WRITTEN TASK –
Put all the items below into a numbered list, omitting any blank lines.

* Begin *

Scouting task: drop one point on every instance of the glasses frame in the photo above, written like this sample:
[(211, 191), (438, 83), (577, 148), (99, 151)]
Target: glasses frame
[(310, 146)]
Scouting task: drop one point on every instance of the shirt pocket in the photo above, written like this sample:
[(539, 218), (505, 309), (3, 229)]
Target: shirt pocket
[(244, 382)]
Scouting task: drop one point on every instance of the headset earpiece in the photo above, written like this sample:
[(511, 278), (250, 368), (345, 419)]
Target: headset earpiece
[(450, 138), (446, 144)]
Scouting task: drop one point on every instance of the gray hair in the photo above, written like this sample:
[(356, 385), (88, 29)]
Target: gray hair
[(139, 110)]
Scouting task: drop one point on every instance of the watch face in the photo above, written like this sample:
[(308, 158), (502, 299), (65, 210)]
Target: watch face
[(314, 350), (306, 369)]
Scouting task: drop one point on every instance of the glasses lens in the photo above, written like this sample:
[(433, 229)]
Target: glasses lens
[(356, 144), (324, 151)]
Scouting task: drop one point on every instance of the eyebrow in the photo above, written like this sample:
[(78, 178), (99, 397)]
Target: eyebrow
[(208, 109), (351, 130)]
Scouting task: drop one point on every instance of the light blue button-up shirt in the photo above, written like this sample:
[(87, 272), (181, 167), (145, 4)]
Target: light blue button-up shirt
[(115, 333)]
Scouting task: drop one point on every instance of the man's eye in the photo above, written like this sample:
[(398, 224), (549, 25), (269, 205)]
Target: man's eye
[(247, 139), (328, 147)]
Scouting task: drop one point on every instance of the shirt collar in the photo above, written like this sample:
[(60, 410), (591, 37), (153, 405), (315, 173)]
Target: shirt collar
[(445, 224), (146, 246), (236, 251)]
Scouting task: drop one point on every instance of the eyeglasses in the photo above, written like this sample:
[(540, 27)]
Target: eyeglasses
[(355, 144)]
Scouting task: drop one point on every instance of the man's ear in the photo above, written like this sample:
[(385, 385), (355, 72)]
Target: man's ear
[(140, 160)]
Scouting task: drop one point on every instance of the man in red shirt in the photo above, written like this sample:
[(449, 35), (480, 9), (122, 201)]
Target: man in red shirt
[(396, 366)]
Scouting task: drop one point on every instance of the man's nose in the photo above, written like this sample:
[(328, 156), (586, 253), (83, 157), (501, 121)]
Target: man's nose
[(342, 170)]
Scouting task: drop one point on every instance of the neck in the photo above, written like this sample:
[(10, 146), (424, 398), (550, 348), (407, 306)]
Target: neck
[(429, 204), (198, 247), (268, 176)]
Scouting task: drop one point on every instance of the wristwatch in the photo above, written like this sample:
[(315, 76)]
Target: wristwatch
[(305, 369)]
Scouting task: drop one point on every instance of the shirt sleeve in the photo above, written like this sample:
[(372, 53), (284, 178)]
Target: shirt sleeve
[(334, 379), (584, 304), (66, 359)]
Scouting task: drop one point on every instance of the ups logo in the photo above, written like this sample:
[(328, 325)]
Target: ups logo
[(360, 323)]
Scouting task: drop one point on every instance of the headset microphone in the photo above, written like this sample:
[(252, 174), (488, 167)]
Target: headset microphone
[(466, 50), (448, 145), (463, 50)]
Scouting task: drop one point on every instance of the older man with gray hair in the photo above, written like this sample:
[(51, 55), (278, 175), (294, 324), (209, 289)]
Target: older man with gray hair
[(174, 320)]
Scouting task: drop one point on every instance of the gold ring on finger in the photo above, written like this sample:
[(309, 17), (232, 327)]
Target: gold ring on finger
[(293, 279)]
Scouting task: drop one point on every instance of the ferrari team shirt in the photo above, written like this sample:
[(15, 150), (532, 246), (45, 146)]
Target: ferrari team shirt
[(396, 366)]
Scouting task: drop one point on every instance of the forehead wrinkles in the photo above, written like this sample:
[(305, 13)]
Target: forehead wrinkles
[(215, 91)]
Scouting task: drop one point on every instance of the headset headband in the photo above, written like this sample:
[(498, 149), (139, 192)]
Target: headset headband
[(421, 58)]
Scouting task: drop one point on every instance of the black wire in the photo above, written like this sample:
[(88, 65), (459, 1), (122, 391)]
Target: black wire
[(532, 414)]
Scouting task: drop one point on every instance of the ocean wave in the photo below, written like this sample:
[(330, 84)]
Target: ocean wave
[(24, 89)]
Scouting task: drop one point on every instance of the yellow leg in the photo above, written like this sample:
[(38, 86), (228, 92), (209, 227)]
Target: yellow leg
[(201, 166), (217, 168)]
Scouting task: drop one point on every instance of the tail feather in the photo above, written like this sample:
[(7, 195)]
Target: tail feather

* End *

PROBLEM SOLUTION –
1. Scouting task: drop one point on every instance of the glasses frame in the photo above, written like this sample:
2. [(211, 191), (438, 83), (577, 148), (99, 151)]
3. Target: glasses frame
4. [(310, 146)]
5. Scouting task: drop one point on every instance of the shirt pocket in the photo above, written like this sample:
6. [(539, 218), (505, 309), (3, 229)]
7. Target: shirt pocket
8. [(244, 382)]
9. Scouting task: drop one point on every instance of the headset earpiece in the photo above, written like this sample:
10. [(511, 278), (250, 368), (345, 419)]
11. Target: headset earpiece
12. [(450, 138), (446, 144)]
13. Scouting task: drop one point on every instance of the gray hair in the photo above, written like this sample:
14. [(356, 385), (88, 29)]
15. Target: gray hair
16. [(139, 110)]
17. Scouting task: drop one point on every instance of the watch face in the photo above, written like this sample:
18. [(308, 158), (502, 299), (65, 210)]
19. Target: watch face
20. [(314, 350), (306, 369)]
21. Scouting task: drop one point on every instance of the glasses lens in the photo above, written like this sample:
22. [(433, 229)]
23. Target: glasses lens
24. [(356, 144), (324, 151)]
25. Scouting task: drop one point on every instance of the eyebrow in the photo above, written like this sample:
26. [(78, 178), (99, 397)]
27. Target: eyebrow
28. [(208, 109), (351, 130)]
29. Scouting task: drop one point on every instance of the light blue button-up shirt in the photo above, written like this sample:
30. [(87, 272), (181, 167), (145, 4)]
31. Target: light blue button-up shirt
32. [(115, 333)]
33. Scouting task: drop one point on every instance of the man's eye in the photo above, written like this sample:
34. [(398, 224), (549, 25), (269, 205)]
35. Target: man's eye
36. [(247, 139), (328, 147)]
37. Scouting task: drop one point on every instance of the shirt collar in the photo above, written like this sample:
38. [(60, 410), (591, 37), (153, 405), (315, 173)]
39. Target: shirt collar
40. [(445, 224), (146, 246), (236, 251)]
41. Scouting task: drop one point on every instance of the eyeglasses in the photo above, written like this sample:
42. [(540, 27)]
43. Target: eyeglasses
44. [(355, 144)]
45. Scouting task: drop one point on every instance of the man's ear in the photo above, written like this sample:
46. [(385, 385), (355, 72)]
47. Target: man's ear
48. [(140, 160)]
49. Scouting task: drop one point on every instance of the man in red shirt in the photo above, written like this sample:
50. [(449, 35), (480, 9), (122, 201)]
51. Target: man in red shirt
52. [(396, 366)]
53. Scouting task: drop one point on every instance of the man's nose in the photo above, written like this sample:
54. [(328, 156), (586, 253), (83, 157), (501, 121)]
55. Target: man's nose
56. [(342, 170)]
57. Scouting task: drop one point on every instance of the neck in the photo above, written like this sample:
58. [(10, 146), (424, 398), (550, 348), (407, 306)]
59. Target: neck
60. [(429, 204), (198, 247), (268, 176)]
61. Scouting task: drop one point on every instance of the wristwatch in the photo above, written like this sample:
62. [(315, 76)]
63. Target: wristwatch
64. [(305, 369)]
65. Scouting task: drop one point on every instance of the shirt sleeve in the photo above, written like this sample:
66. [(372, 53), (284, 178)]
67. Target: shirt sleeve
68. [(334, 379), (584, 304), (66, 359)]
69. Scouting task: drop one point on every instance of the ups logo in the photo above, written like this sample:
70. [(328, 325)]
71. Target: ups logo
72. [(360, 323)]
73. Scouting task: drop one point on every instance of the headset microphone in the photo above, written like this sample:
74. [(252, 174), (488, 167)]
75. Target: headset microphone
76. [(466, 50), (448, 145), (463, 50)]
77. Scouting task: drop one point on every instance of the older man with gray hair in the photo above, written like this sample:
78. [(51, 55), (278, 175), (294, 324), (209, 289)]
79. Target: older man with gray hair
80. [(174, 320)]
81. Scouting task: drop one point on every instance of the gold ring on finger in the photo above, written like this sample:
82. [(309, 17), (232, 327)]
83. Target: gold ring on finger
84. [(293, 279)]
85. Scouting task: drop one point on every instance of the ferrari team shirt in the photo above, written like this sample:
86. [(15, 150), (532, 246), (45, 146)]
87. Target: ferrari team shirt
88. [(396, 366)]
89. Scouting task: drop one point on every instance of the forehead wrinkles in the photo above, written like this sample:
90. [(305, 13)]
91. Target: forehead wrinkles
92. [(215, 91)]
93. Scouting task: drop one point on every instance of the headset headband in the photo above, written like this sample:
94. [(498, 149), (139, 192)]
95. Target: headset headband
96. [(421, 58)]
97. Scouting task: drop one point on every instance of the black wire in the photo above, written like this sample:
98. [(88, 65), (459, 1), (122, 391)]
99. Target: black wire
100. [(532, 414)]
101. Scouting task: drop one point on every instance of the ocean wave in the photo below, written like this sample:
102. [(330, 84)]
103. Target: ocean wave
104. [(24, 89)]
105. Scouting task: drop one point on every instance of the yellow leg in the photo above, written like this sample:
106. [(38, 86), (228, 92), (209, 227)]
107. Target: yellow leg
108. [(201, 166), (217, 168)]
109. Scouting task: drop one point on every instance of the tail feather in the photo above, written like this sample:
110. [(7, 195)]
111. Target: tail feather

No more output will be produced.